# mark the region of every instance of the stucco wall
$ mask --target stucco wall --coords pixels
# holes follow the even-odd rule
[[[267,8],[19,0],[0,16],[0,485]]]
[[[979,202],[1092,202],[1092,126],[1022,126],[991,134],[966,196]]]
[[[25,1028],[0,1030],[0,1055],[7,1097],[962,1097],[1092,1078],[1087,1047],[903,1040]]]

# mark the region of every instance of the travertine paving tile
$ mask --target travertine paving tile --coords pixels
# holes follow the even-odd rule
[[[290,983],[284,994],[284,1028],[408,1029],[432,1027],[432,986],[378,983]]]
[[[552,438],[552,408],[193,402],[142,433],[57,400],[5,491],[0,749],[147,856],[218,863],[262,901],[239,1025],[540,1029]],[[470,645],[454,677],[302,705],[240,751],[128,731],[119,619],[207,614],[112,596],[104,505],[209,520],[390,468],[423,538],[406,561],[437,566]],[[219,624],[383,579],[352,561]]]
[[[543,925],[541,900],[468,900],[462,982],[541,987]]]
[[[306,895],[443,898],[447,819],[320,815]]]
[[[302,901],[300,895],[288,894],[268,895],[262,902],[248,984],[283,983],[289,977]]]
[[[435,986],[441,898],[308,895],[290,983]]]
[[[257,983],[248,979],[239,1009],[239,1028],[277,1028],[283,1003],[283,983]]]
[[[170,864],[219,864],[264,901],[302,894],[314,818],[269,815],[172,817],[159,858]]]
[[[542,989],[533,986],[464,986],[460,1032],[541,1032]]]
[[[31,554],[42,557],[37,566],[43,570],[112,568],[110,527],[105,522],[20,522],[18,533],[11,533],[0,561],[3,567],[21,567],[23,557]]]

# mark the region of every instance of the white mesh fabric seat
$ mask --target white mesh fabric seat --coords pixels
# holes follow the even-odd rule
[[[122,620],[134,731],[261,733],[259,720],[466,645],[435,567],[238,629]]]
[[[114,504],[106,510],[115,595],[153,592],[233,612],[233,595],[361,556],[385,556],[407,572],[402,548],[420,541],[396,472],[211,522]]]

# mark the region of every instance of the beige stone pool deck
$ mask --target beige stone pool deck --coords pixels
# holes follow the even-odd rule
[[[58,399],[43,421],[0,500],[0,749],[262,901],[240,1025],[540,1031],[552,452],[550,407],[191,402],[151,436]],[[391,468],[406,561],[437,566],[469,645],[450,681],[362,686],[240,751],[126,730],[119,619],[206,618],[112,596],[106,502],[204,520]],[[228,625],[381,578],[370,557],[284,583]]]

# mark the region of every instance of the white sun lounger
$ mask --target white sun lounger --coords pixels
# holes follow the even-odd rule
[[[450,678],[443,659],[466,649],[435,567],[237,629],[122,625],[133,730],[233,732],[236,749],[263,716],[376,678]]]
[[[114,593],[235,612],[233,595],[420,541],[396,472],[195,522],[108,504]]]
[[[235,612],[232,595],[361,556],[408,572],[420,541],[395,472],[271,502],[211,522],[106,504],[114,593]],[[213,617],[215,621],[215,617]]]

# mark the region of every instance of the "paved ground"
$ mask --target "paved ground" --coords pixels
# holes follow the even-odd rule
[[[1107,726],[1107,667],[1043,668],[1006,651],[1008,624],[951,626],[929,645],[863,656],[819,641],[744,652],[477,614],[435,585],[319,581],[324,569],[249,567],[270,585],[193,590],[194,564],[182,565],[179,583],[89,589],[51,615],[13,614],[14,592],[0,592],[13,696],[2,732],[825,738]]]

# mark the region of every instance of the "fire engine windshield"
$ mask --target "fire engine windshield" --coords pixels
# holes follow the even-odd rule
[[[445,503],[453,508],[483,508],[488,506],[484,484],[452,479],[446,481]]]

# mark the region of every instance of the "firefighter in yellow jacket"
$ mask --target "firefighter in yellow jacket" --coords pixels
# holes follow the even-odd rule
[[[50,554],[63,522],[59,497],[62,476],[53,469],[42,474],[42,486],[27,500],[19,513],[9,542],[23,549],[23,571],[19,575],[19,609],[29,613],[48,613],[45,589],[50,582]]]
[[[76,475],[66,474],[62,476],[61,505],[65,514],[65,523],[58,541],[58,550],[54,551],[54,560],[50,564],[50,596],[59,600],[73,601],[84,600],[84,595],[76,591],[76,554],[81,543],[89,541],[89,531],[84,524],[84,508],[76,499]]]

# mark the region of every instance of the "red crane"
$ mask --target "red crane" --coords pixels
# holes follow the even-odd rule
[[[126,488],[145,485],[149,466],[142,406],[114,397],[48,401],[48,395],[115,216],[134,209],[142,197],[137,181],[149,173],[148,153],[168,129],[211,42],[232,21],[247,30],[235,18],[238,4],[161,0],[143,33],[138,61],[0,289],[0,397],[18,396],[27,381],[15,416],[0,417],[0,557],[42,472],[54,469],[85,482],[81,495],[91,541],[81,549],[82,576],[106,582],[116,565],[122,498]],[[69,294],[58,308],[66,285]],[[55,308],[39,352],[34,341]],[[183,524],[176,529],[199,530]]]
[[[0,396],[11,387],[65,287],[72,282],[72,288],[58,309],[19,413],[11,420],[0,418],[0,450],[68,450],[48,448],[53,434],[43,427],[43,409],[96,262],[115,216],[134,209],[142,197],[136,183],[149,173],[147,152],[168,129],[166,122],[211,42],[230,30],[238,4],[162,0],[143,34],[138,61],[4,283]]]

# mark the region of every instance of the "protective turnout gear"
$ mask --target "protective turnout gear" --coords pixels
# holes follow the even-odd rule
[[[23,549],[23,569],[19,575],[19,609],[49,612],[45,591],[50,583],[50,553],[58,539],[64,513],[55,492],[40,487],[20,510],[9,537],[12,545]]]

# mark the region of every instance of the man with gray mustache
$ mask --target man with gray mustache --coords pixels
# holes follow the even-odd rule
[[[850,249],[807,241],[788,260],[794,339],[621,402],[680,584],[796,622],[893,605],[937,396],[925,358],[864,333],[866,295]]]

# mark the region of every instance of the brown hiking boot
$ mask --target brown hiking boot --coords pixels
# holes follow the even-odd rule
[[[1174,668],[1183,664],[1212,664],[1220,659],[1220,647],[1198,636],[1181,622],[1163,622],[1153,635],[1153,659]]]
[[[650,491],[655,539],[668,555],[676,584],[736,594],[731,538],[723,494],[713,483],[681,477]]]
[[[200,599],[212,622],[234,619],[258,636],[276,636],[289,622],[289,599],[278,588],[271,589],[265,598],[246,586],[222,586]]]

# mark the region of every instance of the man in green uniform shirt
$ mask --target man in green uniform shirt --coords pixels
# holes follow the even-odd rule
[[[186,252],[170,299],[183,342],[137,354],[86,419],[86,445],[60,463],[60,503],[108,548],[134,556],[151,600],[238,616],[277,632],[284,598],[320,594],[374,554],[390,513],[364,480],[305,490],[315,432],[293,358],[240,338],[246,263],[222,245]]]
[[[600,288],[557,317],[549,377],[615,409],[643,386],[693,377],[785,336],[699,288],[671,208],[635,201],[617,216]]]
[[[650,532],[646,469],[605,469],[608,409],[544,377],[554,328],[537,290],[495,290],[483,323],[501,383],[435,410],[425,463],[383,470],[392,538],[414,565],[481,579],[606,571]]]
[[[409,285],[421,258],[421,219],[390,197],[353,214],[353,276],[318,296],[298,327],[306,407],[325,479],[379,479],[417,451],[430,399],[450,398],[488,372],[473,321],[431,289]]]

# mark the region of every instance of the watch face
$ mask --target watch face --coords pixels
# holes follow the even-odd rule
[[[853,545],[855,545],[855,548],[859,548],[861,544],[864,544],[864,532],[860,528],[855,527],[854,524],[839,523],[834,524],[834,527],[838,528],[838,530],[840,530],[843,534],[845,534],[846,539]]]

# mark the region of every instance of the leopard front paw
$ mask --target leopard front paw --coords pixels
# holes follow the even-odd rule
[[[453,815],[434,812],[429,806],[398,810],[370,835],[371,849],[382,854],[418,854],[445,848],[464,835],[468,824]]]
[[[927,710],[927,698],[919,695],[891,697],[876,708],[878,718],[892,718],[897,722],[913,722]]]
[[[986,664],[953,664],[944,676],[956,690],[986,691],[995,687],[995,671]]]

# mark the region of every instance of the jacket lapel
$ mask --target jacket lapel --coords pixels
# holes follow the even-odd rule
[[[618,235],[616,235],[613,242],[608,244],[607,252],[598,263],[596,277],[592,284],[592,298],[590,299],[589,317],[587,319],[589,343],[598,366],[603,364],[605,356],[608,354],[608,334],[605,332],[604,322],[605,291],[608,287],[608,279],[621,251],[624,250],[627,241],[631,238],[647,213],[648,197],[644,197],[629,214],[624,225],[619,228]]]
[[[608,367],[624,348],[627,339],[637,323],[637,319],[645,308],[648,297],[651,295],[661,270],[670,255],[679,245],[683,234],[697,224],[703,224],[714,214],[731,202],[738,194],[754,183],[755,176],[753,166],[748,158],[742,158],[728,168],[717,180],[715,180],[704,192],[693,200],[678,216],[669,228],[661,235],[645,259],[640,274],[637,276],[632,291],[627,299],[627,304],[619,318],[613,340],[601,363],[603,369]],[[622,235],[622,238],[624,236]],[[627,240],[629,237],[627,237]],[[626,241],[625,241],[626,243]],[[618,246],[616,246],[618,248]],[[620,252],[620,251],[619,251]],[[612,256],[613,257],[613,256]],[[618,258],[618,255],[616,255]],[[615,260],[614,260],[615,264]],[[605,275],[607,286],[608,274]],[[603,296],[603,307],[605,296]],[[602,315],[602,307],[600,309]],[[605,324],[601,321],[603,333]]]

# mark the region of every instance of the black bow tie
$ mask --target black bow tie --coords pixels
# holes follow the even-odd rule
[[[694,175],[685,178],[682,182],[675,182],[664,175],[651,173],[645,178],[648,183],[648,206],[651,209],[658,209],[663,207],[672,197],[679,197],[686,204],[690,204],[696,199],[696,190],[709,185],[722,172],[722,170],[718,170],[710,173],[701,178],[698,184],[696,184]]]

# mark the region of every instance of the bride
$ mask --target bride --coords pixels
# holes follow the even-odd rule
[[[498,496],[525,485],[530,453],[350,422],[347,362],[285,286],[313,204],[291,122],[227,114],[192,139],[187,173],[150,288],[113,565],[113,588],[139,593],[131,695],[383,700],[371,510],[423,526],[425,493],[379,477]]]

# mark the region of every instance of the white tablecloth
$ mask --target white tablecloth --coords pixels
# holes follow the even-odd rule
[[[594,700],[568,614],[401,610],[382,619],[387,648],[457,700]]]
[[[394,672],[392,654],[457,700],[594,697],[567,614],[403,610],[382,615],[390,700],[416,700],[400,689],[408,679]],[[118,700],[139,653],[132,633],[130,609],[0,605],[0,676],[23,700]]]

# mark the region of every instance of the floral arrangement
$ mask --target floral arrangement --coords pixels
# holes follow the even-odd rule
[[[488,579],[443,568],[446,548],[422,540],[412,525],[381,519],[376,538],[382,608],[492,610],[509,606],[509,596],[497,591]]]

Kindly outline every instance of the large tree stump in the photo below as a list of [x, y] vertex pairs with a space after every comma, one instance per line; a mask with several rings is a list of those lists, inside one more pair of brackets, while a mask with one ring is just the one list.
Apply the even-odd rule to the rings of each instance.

════════════════

_Challenge_
Reproduce the records starting at the line that contains "# mark the region of every instance of the floral" and ending at the end of the records, substituting "flower arrangement" for "floral arrangement" and leaving everything else unchanged.

_Solution for this exercise_
# mark the region of every instance of the flower arrangement
$ mask --target flower arrangement --coords pixels
# holes follow the even-odd rule
[[[488,579],[443,568],[446,548],[422,540],[412,525],[381,519],[376,538],[382,608],[492,610],[509,606],[509,596],[497,591]]]

Kindly outline every instance of the large tree stump in the photo below as a list of [x, y] vertex pairs with a space after every comma, one instance per line; a mask with several rings is a list of those lists, inside one more pair of brackets, while a mask with one ring is just the one list.
Apply the even-odd rule to the rings of each instance.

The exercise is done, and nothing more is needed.